>>>

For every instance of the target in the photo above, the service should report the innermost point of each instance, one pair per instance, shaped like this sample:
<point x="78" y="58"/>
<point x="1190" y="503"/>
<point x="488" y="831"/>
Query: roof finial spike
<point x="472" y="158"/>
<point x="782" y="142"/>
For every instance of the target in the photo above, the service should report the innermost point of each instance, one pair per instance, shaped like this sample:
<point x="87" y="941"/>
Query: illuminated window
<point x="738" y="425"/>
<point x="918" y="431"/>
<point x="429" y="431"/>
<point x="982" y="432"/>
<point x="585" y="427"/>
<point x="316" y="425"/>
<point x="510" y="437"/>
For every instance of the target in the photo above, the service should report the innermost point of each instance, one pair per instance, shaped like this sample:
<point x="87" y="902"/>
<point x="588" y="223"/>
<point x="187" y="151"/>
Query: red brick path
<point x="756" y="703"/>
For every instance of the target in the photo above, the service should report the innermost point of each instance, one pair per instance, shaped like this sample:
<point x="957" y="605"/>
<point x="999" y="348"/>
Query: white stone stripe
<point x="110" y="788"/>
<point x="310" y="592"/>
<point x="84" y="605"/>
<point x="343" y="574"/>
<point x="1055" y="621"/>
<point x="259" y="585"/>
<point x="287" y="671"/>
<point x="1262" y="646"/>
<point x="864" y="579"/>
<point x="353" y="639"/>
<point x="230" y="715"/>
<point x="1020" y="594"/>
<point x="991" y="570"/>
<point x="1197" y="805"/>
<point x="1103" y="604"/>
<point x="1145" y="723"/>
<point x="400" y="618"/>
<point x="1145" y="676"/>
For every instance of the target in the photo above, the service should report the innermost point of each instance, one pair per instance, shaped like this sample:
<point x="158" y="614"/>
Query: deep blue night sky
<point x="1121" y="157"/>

<<<

Aim: Please show each line from the rows above that contains the word "Query". Treat uppercase and lowercase letters as different.

Solved problem:
Query: roof finial spike
Query: illuminated window
Query: red brick path
Query: white stone stripe
Query: deep blue night sky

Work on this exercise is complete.